▸ ÉNONCÉ
Recopiez mot pour mot le passage de l'entretien sur le Louvre compris entre « Ceci dit, en » et « public de l'autre. », ces deux extraits inclus.

▸ TEXTE SOURCE
Le service culturel du musée du Louvre
Entretien avec Jean Galard
BBF. Quelles sont les grandes tendances de l'évolution de la fréquentation des musées au cours des dernières années ?
Jean Galard *. Les quinze dernières années passent pour être celles d'un très grand développement de la fréquentation, voire pour avoir été l'époque d'un véritable engouement public pour les musées. Les musées ont en tout cas profité de cette vogue pour obtenir des fmancements nouveaux, construire, équiper, moderniser, etc.
L'augmentation de la fréquentation au Louvre dans les dernières années a été particulièrement sensible à l'ouverture de la Pyramide en mars 1989, de l'aile Richelieu en novembre 1993 : 40 % de public en plus depuis cette date. Mais c'est compréhensible : après tout, l'aile Richelieu occupe une surface aussi grande que le musée d'Orsay, il serait étonnant que cela ne change rien. Le Louvre, qui recevait 3 millions de visiteurs en 1988, en accueillait en 1993 près de cinq millions. Les raisons du succès du musée du Louvre tiennent à des causes générales que chacun connaît (augmentation du tourisme, du niveau éducatif, etc.), et sur lesquelles on peut débattre à l'infini. Ce succès tient aussi au fait que le Louvre est à la fois monument historique et musée. Enfin, rassemblant des collections reconnues, il ne suscite pas chez les visiteurs la « perplexité esthétique » que ceux-ci peuvent éprouver ailleurs, dans d'autres types de musées. La satisfaction est assurée...
Ceci dit, en termes statistiques, la mesure de la fréquentation reste imprécise : les entrées gratuites ne sont, en général, comptabilisées qu'approximativement. Les premiers comptages au Louvre ont commencé en 1922, date à laquelle l'entrée est devenue payante, après trente ans de débat ! Auparavant, et depuis l'ouverture du Louvre en 1793, l'entrée était gratuite et des jours de visite spécifiques étaient réservés aux deux types de publics que l'établissement s'était donné comme mission d'accueillir : les artistes d'une part, le grand public de l'autre.

(Entrées d'un jeu de données d'annotation)

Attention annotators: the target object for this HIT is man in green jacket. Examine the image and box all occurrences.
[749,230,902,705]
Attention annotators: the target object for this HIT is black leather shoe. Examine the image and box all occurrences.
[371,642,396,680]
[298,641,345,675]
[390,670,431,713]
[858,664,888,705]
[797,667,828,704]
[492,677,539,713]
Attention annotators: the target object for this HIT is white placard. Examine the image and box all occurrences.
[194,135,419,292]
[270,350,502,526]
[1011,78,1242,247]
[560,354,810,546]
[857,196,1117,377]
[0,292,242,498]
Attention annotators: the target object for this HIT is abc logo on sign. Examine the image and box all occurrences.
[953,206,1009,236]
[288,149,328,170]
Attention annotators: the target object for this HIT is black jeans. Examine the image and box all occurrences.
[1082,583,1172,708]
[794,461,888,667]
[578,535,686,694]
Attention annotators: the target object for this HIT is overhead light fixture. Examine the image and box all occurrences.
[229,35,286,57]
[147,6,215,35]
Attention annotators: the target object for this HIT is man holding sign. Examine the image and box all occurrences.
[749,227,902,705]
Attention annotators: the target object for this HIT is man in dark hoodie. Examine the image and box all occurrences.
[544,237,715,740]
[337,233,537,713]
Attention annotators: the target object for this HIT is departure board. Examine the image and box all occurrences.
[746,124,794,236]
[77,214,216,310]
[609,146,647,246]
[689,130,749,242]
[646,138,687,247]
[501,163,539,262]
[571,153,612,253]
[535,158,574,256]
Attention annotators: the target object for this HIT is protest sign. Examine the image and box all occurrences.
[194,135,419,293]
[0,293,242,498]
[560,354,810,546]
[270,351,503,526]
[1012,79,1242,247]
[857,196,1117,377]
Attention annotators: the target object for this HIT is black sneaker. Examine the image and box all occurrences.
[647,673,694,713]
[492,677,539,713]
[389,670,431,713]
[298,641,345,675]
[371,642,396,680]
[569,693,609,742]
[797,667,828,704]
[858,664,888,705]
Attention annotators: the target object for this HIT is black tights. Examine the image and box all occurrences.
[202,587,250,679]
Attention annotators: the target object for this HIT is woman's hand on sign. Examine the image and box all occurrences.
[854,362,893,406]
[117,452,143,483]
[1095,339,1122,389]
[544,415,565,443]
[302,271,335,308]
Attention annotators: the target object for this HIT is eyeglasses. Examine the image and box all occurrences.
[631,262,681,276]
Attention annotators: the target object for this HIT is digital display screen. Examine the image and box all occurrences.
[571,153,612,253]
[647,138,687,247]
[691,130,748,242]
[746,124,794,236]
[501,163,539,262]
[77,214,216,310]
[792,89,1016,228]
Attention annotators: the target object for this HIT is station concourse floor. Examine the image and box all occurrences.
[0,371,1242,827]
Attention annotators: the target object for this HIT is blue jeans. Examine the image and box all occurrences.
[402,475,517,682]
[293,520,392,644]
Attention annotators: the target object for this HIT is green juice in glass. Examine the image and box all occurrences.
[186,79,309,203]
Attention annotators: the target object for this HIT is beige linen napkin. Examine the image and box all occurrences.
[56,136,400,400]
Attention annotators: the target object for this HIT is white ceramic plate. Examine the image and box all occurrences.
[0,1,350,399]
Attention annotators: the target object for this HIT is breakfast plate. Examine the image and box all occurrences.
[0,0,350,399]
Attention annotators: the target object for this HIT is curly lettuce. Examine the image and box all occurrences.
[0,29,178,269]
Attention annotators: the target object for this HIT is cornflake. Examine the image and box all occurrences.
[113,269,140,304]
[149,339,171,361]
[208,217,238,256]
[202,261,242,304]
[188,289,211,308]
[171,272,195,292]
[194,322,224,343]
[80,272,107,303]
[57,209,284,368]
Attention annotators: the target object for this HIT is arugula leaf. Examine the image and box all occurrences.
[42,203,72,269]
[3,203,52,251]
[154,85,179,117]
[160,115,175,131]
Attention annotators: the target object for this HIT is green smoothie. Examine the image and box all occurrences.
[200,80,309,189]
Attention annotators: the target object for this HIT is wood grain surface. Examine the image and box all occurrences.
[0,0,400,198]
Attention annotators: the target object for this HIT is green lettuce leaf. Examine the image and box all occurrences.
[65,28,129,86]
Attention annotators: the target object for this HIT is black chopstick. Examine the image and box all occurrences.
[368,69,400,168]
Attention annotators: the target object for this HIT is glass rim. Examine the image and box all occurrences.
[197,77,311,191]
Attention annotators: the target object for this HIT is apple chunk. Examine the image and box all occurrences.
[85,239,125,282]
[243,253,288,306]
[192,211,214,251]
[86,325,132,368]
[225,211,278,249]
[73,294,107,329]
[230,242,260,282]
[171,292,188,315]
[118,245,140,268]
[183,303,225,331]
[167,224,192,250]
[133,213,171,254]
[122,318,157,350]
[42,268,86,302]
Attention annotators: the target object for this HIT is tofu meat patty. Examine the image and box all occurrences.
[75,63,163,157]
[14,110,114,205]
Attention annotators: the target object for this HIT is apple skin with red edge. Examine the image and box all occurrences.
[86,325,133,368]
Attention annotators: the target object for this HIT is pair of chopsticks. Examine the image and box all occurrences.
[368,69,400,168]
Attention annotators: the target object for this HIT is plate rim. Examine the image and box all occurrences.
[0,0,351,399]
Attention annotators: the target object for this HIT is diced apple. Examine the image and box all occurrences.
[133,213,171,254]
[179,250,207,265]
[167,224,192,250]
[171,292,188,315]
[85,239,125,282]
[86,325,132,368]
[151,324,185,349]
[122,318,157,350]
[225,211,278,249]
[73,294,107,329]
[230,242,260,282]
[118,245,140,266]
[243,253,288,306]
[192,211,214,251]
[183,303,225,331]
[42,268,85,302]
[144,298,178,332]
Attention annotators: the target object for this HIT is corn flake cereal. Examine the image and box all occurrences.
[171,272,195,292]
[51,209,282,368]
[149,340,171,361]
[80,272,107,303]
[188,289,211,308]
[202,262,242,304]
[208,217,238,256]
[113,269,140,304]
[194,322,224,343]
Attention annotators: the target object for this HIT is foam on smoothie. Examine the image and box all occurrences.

▸ CORRIGÉ
Ceci dit, en termes statistiques, la mesure de la fréquentation reste imprécise : les entrées gratuites ne sont, en général, comptabilisées qu'approximativement. Les premiers comptages au Louvre ont commencé en 1922, date à laquelle l'entrée est devenue payante, après trente ans de débat ! Auparavant, et depuis l'ouverture du Louvre en 1793, l'entrée était gratuite et des jours de visite spécifiques étaient réservés aux deux types de publics que l'établissement s'était donné comme mission d'accueillir : les artistes d'une part, le grand public de l'autre.